The second concept is that cooperatives operate on a cost basis. Any returns above cost are returned to the members or patrons on an equitable basis. In a noncooperative business, earnings or profits belong to the business for distribution, or use in the business. In cooperatives, earnings are a liability owed to the patrons. The cooperative itself operates on a nonprofit basis. Kohls and Downey, supra, at 208-209.

While cooperatives are considered nonprofit, they are actually hybrid in nature. A cooperative seeks to undertake profitable ventures like any other business. However, the profits accrue to the member-owners through their use of the cooperative instead of to owners as investors. Id. at 209.

The third concept is that return on the member-owner’s invested capital is limited.

“ * * * The capital requirements of a cooperative may be no different from those of any other type of business organization engaged in similar activities. However, the relationship of the investor to the business is quite different. In a cooperative the patron-owner invests his money primarily so that the organization may provide desired services for him. His decision to enter or remain as a patron-owner of the cooperative is made largely on the basis of his opportunity to benefit as a patron-user. In noncooperative forms of business, investors offer their money in expectation of a profitable return on it. The need for capital may be as urgent for a cooperative as for any other kind of business, but the methods of capital accumulation must acknowledge the fact that returns on the capital are limited.” Kohls and Downey, supra, at 209.

Rather than receiving direct financial benefits from the invested money, members “choose benefits resulting from better service to members, higher prices for products sold through, and lower prices for products bought from” the cooperative. General Principles and Problems of Cooperatives, supra, at 534.

Cooperatives were originally formed to aid farmers who, at the mercy of natural and economic forces, had to be “price takers.”

“Agricultural production is a peculiarly .precarious area of the national economy. Because of production’s dependency upon acts of God, a farmer cannot predict the amount of crop his land will yield in a given season. He may suffer economically from a very large yield as well as from a small one. Obviously, if the land yields a meager crop the farmer has little to sell and therefore earns very little. When there is a bumper crop, the large supply drives prices down, and the farmer’s profit is again reduced. Farmers suffer similar adverse consequences when an optimum crop has been produced, if that supply is not wisely distributed but over-supplied to some markets and not supplied to others. Finally, since an individual farmer cannot produce enough of a crop to affect significantly the availability of that crop to the consumer markets, he has no ability to set a minimum price for his product. For the last century, farmers and other agricultural producers have attempted to counteract these disadvantages and achieve some economic stability through the development of cooperative associations. * * * ” Case-Swayne, Inc. v. Sunkist Growers, Inc. (C.D.Cal.1971), 355 F.Supp. 408, 409.

• Data records
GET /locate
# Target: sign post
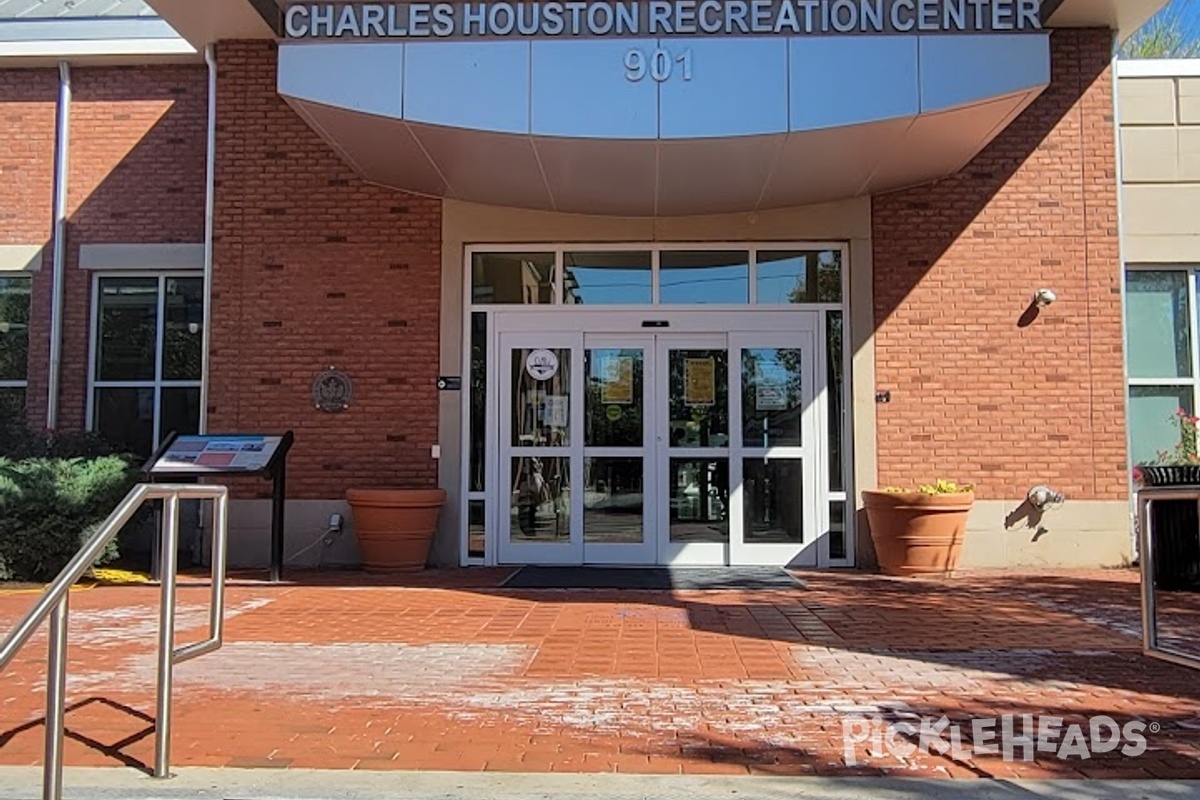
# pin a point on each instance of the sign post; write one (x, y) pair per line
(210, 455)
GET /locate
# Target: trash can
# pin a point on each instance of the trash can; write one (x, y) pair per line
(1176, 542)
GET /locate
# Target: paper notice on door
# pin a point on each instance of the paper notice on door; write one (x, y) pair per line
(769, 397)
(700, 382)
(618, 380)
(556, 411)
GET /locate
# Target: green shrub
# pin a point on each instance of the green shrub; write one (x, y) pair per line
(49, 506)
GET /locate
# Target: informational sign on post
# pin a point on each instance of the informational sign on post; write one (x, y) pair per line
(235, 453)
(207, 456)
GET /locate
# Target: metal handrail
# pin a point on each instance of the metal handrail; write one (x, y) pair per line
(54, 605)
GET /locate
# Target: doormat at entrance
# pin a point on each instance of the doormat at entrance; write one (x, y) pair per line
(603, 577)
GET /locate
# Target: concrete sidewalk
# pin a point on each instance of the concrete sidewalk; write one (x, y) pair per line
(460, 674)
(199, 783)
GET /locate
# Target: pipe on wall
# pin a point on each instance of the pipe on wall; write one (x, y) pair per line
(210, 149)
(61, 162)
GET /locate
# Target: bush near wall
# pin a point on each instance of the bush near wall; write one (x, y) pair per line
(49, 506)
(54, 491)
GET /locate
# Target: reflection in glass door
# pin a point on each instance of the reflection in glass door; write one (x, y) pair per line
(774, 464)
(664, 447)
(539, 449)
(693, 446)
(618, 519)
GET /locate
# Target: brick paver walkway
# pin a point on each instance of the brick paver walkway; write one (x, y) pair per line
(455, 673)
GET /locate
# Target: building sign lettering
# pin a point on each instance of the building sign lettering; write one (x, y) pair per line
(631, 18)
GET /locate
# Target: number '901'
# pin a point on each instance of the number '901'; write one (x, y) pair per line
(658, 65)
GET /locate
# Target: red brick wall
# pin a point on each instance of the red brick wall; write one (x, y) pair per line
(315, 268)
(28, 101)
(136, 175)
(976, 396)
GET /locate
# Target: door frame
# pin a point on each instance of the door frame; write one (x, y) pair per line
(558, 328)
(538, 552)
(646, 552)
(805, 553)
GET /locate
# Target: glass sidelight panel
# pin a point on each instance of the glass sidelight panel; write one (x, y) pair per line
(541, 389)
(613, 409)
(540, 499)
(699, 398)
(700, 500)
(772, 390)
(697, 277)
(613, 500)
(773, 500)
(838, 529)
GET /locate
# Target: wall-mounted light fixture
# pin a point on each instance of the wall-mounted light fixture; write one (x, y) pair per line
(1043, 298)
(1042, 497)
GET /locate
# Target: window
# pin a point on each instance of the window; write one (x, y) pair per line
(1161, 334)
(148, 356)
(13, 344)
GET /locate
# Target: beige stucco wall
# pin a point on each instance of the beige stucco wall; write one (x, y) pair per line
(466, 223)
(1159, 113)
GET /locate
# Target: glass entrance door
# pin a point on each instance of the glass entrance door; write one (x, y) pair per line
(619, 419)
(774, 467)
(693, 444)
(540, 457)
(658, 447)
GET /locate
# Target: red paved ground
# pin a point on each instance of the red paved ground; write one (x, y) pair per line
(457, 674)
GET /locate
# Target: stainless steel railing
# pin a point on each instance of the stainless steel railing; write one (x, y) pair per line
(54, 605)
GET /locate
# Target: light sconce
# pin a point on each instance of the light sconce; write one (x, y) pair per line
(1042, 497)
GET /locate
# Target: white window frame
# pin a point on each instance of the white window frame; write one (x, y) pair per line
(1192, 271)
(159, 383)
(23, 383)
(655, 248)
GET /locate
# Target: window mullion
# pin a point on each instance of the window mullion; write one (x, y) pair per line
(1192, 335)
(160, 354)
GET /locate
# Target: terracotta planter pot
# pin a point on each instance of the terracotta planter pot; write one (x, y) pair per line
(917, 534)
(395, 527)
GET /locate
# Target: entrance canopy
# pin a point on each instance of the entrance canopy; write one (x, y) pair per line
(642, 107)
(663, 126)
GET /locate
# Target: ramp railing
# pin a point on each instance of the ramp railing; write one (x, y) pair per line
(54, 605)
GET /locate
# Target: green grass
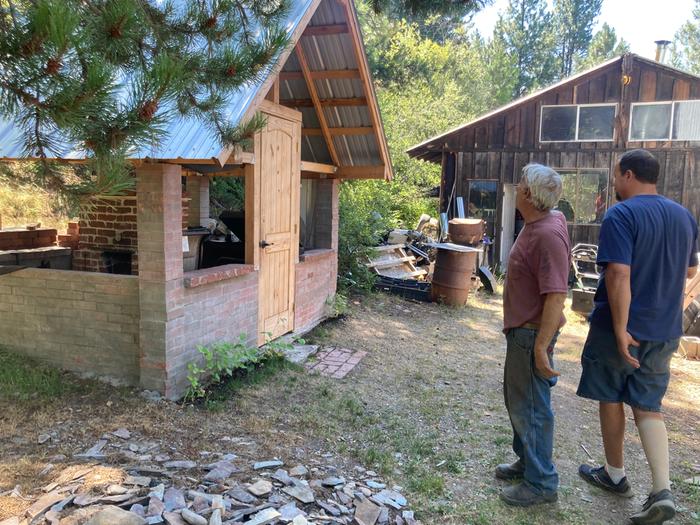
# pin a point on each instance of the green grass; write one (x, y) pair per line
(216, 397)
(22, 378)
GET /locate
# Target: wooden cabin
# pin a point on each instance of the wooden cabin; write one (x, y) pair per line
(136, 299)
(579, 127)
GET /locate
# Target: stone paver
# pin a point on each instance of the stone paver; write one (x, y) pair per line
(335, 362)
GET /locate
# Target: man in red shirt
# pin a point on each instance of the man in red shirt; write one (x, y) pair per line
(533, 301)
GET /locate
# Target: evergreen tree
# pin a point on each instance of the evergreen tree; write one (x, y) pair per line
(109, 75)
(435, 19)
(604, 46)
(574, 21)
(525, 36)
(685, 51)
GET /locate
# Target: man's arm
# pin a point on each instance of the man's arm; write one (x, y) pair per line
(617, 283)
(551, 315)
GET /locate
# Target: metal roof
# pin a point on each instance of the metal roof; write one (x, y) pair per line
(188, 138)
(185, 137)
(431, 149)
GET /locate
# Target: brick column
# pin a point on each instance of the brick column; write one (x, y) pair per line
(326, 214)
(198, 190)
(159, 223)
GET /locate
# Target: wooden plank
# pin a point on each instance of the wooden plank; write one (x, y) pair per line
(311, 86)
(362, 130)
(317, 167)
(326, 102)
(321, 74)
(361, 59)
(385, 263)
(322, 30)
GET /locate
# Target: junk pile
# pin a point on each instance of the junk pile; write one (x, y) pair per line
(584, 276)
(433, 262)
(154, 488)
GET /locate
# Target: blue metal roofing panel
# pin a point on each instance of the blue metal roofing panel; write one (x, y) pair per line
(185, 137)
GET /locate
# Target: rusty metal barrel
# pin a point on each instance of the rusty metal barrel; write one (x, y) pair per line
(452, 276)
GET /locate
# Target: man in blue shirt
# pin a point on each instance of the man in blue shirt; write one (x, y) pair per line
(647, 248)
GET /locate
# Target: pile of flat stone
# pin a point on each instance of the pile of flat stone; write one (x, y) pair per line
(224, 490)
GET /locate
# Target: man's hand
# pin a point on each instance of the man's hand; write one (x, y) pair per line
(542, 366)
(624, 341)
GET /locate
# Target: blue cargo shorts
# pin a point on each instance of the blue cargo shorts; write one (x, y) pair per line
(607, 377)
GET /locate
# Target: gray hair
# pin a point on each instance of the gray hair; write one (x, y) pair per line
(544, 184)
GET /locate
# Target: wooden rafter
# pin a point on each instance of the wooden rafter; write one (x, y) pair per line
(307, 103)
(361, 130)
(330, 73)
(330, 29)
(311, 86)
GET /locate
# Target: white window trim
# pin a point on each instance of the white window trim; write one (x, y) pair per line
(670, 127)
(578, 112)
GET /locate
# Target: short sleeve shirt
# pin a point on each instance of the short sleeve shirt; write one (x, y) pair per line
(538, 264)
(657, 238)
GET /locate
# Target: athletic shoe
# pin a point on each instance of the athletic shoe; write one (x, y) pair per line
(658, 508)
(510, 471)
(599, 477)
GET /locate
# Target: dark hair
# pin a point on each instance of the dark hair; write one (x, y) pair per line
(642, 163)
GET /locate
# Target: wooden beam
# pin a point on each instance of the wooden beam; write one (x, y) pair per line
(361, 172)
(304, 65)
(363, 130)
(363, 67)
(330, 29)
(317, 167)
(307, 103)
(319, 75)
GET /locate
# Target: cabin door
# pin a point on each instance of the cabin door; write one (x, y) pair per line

• Written problem
Resume the passage on the principles of cooperatives, starting right after its final sentence. You won't need the listing.

• The response
Agricultural cooperatives are uniquely adapted to meet the needs of farmers because they can get for their members, individual businessmen, advantages of group action and some of the advantages of large business corporations. Farmer Cooperative Service, supra, at 1.

The question presented in this case is whether the provisions relating to for-profit or nonprofit corporations apply with respect to voting rights. R.C. Chapter 1729 is the enabling act for “agricultural associations,” a term used interchangeably with “cooperative.” R.C. 1729.27 provides:

“Sections 1701.01 to 1702.58, inclusive, of the Revised Code, and all powers and rights under such sections, apply to an association organized under sections 1729.01 to 1729.27, inclusive of the Revised Code, except where sections 1701.01 to 1702.58, inclusive, of the Revised Code, are in conflict with sections 1729.01 to 1729.27, inclusive, of the Revised Code.”

R.C. 1702.42 provides that approval of a merger between nonprofit corporations requires a majority vote of the members of the corporations. A “member” is defined as “one holding membership rights and privileges in a corporation in accordance with its articles or regulations.” R.C. 1702.01(H). However, unlike cooperatives, nonprofit corporations do not have nonmember shareholders. Under R.C. 1702.13(B), a nonprofit corporation may issue “certificates evidencing membership” but it is prohibited from issuing shares at all. R.C. 1701.78 allows nonvoting classes of stock in a for-profit corporation to vote under certain limited circumstances.

Because cooperatives are a special type of corporation having characteristics of both for-profit and nonprofit corporations, neither of these statutes can be said to fit perfectly into the cooperative scheme. However, we believe R.C. Chapter 1729 and the principles governing cooperatives generally mandate that the provisions relating to nonprofit corporations be applied in this case.

R.C. 1729.01 expressly provides:

“Associations shall be deemed nonprofit, inasmuch as they are not organized to make profit for themselves as such, or for their members as such, but only for their members as producers.” (Emphasis added.)

This provision implicitly recognizes that cooperatives operate at cost, making no profit for the cooperative itself. Moreover, the statement that cooperatives do not make a profit for their “members as such, but only for their members as producers” implicitly recognizes the concept that, in a cooperative, the members’ return on their investment is limited. The primary benefit the members receive is the advantages of group action and the use of the cooperative’s services. The straight financial gain from their shares in the sense of dividends is relatively minor and secondary to the more intangible benefits.

Appellees rely on Schuster v. Ohio Farmers Coop. Milk Assn. (C.A.6, 1932), 61 F.2d 337, in which an Ohio cooperative argued that because it was deemed to be nonprofit under G.C. 10186-1, the predecessor of R.C. 1729.01, it could not be placed into involuntary bankruptcy. The Bankruptcy Code applied only to “moneyed, business or commercial” corporations. The Sixth Circuit Court of Appeals found that the Ohio statute did not prevent the Bankruptcy Code from applying. It stated:

“ * * * Obviously, the co-operative marketing association is organized for profit in the sense of financial benefit to its members. The element of departure from ordinary corporate economic practice is found in the fact that the financial gain is enjoyed by the members in proportion to the production, by each, of the products handled, rather than in proportion to the capital otherwise contributed by each to the conduct of the business; but this difference of economic principle governing the distribution of wealth cannot alter the fact that the sole incentive to membership in such an association is the financial benefit to be derived therefrom in the marketing of the farm products which the member is producing. There is nothing broadly eleemosynary in co-operative associations. They simply represent a banding together of producers for their common good, and the motive of each is pecuniary gain.” Id. at 338.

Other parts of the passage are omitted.